DATA TO PROCESS:
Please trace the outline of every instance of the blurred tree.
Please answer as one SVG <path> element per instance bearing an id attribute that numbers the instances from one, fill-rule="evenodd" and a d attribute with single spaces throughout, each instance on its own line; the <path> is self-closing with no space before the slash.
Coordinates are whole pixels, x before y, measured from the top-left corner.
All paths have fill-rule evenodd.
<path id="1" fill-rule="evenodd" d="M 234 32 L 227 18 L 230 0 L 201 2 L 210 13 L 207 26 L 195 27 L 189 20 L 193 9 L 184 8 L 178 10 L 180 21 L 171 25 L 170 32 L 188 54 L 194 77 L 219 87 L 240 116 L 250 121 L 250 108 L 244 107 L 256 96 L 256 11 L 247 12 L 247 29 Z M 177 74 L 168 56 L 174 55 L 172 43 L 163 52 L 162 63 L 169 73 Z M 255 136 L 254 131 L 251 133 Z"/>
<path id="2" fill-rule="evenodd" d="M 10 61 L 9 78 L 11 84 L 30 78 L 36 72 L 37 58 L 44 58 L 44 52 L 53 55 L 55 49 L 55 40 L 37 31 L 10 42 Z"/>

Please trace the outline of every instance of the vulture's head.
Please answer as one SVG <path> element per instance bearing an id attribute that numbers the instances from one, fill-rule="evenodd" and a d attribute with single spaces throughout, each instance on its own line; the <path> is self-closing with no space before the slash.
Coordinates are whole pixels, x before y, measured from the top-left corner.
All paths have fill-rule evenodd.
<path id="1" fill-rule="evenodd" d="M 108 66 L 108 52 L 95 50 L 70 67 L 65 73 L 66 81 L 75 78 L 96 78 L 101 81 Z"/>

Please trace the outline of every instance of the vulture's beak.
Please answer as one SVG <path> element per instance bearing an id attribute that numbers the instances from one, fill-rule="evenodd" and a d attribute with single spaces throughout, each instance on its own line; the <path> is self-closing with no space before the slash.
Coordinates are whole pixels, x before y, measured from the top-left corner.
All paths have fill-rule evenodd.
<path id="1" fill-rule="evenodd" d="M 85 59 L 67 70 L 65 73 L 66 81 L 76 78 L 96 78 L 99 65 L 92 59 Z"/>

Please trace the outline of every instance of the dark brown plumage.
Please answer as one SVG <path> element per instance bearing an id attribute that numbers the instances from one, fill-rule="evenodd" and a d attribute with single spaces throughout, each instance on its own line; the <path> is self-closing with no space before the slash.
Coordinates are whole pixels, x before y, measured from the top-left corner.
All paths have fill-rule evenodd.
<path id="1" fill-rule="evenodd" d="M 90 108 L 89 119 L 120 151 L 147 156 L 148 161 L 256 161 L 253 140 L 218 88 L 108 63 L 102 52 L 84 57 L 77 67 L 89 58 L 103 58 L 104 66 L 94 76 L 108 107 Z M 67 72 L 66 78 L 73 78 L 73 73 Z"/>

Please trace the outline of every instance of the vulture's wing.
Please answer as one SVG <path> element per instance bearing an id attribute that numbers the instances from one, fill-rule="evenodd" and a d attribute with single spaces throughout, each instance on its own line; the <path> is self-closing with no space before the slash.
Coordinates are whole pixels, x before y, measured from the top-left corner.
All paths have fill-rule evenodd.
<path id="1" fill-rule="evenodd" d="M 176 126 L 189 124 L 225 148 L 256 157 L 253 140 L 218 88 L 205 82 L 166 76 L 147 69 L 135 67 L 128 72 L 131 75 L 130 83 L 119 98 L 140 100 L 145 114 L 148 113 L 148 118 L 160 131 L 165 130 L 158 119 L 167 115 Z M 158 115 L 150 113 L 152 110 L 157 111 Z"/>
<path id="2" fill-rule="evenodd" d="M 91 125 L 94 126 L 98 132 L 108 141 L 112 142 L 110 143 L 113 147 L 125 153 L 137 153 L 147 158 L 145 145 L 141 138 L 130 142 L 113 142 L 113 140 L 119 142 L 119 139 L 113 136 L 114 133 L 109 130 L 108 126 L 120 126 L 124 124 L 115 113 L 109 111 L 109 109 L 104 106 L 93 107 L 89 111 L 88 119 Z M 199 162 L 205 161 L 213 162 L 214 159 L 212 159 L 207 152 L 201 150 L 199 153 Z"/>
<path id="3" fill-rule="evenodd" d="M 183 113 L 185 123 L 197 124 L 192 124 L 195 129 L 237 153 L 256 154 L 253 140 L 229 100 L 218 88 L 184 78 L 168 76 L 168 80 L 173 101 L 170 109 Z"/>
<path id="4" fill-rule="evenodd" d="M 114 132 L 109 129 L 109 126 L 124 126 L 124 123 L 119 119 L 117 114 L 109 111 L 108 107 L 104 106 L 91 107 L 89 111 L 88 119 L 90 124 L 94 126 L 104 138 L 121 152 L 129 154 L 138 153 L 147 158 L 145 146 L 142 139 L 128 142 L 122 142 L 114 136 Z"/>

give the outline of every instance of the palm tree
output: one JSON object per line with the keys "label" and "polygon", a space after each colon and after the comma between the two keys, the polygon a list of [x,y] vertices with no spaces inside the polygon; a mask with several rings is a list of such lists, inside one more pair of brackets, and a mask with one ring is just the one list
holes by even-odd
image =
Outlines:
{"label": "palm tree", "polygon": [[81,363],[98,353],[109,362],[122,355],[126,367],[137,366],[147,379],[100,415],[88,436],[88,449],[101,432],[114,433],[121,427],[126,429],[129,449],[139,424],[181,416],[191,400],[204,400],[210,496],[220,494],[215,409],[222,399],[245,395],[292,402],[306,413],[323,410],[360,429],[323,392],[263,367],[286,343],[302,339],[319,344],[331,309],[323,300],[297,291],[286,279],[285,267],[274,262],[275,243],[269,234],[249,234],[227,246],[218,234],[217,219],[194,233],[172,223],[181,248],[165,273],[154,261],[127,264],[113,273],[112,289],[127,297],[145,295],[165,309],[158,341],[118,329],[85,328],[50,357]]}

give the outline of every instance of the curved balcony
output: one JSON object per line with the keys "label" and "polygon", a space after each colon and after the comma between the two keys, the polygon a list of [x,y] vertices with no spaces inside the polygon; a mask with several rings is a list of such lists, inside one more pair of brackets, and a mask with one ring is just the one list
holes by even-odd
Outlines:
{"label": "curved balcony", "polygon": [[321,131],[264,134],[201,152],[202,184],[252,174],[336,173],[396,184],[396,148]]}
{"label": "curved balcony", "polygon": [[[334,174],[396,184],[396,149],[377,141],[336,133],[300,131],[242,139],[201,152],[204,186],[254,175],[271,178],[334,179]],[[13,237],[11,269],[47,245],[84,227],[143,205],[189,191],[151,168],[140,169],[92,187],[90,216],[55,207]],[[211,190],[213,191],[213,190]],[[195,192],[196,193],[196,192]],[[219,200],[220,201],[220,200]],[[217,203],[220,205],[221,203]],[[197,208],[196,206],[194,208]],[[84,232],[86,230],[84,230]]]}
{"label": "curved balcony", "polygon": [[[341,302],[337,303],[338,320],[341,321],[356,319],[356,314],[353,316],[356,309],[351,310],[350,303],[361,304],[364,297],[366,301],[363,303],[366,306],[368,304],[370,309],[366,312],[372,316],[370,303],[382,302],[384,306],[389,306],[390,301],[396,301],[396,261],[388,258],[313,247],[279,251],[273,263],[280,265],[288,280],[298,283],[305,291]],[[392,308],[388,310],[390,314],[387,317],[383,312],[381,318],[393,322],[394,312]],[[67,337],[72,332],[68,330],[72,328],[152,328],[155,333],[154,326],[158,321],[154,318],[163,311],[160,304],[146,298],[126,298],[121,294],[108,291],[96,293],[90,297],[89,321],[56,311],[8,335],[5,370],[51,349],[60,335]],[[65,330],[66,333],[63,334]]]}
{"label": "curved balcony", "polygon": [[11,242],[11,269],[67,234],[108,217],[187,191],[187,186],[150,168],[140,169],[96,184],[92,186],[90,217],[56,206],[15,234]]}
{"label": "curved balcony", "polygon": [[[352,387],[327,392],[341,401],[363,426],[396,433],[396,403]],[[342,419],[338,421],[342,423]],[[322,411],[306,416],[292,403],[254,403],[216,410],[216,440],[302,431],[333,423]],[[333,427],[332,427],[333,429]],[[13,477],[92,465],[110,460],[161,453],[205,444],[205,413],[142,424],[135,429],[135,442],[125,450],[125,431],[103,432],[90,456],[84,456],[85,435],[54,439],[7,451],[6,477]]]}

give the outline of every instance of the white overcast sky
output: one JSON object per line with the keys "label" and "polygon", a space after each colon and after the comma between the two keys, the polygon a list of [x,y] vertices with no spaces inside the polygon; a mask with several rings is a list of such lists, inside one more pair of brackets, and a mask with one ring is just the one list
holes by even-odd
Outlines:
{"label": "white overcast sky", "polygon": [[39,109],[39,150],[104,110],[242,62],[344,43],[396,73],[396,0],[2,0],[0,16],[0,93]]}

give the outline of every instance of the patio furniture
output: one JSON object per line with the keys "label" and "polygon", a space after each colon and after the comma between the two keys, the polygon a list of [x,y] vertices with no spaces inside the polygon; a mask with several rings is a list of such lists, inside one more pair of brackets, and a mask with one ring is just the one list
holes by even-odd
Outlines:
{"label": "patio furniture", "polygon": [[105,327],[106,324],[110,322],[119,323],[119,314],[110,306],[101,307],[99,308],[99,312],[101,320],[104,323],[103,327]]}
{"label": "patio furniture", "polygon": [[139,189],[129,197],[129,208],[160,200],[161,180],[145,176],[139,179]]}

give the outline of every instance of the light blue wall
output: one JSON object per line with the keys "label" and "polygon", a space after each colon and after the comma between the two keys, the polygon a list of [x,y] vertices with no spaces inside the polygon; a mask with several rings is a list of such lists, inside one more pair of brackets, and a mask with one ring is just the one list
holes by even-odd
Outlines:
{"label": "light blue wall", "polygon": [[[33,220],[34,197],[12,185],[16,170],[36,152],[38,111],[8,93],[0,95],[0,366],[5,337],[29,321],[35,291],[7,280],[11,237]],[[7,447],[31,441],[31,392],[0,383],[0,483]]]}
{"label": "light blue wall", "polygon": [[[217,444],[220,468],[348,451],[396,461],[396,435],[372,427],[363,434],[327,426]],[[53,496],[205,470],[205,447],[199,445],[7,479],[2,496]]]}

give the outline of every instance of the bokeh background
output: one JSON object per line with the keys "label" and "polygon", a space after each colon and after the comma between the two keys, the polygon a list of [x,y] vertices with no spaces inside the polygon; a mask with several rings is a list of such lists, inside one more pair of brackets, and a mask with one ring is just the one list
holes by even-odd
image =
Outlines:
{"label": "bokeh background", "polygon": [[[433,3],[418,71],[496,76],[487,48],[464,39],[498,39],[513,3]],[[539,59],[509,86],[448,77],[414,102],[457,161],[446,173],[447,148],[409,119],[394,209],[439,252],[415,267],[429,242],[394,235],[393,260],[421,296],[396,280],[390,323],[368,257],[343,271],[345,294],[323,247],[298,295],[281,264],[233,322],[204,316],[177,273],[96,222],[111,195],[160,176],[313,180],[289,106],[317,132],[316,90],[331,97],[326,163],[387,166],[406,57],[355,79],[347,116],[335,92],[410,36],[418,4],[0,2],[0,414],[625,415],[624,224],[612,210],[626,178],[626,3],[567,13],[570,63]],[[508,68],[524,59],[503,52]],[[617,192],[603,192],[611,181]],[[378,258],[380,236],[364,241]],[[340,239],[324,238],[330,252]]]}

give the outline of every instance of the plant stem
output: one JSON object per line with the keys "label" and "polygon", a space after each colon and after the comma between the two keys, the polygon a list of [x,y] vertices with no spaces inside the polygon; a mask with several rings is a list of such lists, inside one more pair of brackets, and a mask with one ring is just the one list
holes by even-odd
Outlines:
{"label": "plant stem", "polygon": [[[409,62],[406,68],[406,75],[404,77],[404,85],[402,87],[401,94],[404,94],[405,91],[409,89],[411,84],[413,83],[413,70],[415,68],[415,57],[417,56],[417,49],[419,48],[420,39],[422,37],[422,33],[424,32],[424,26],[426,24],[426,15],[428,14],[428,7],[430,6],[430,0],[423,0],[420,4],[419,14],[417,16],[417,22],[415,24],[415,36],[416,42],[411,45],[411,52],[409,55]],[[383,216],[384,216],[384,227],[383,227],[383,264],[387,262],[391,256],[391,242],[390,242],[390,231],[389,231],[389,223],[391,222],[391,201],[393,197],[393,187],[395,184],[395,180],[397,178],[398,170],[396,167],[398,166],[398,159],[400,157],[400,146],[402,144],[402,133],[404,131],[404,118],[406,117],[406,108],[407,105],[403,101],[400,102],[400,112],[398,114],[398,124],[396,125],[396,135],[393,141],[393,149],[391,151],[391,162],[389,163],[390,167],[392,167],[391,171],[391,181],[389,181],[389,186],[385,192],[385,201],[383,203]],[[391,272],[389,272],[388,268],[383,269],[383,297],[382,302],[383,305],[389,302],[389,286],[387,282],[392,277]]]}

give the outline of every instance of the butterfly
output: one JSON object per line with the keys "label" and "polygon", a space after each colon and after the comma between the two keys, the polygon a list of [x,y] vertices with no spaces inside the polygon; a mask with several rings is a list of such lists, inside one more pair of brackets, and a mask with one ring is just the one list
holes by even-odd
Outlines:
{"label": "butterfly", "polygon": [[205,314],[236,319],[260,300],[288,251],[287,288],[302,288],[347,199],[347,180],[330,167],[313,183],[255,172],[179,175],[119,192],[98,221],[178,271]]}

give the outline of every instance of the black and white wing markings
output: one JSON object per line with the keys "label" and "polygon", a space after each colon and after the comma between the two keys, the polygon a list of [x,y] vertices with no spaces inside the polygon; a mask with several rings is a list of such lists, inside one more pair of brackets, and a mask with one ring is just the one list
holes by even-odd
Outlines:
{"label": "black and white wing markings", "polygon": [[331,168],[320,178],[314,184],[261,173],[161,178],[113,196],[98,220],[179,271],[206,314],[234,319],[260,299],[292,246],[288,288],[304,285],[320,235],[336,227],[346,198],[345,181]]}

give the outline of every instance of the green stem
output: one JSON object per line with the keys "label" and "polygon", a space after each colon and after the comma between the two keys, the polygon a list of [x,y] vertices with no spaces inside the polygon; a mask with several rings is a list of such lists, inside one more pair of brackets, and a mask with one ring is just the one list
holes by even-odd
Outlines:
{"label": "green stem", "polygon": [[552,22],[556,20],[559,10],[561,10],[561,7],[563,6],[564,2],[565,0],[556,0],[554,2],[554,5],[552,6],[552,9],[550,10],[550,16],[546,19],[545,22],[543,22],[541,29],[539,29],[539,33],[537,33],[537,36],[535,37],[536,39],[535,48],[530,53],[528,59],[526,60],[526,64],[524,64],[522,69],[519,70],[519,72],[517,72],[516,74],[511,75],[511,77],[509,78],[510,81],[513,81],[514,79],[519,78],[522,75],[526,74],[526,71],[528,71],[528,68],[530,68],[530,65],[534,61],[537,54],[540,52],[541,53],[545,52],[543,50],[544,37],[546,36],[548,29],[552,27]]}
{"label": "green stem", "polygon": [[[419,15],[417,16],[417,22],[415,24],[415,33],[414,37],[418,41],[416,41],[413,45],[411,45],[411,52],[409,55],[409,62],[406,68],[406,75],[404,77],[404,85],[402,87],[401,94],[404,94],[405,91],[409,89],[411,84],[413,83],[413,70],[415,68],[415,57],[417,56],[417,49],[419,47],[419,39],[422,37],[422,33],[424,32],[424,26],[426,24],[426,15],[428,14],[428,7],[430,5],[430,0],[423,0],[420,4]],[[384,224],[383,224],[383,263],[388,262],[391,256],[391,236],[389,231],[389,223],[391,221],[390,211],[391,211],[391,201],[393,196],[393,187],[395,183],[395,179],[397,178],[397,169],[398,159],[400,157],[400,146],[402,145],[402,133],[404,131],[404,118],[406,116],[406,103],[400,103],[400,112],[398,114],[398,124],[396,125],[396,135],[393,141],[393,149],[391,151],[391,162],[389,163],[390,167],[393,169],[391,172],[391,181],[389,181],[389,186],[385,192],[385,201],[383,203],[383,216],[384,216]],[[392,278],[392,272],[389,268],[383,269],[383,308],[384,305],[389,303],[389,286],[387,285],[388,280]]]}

WRITTEN PROBLEM: Identify every line of the records that contains the string "white", matching case exactly, and copy each such line.

TASK ANSWER:
give the outline of every instance of the white overcast sky
{"label": "white overcast sky", "polygon": [[39,109],[39,150],[104,110],[242,62],[344,43],[396,73],[396,0],[2,0],[0,16],[0,93]]}
give the outline of every instance of the black and white wing markings
{"label": "black and white wing markings", "polygon": [[331,168],[320,178],[314,184],[261,173],[161,178],[113,196],[98,220],[179,271],[206,314],[234,319],[260,299],[292,246],[288,288],[304,285],[320,235],[336,227],[346,198],[345,181]]}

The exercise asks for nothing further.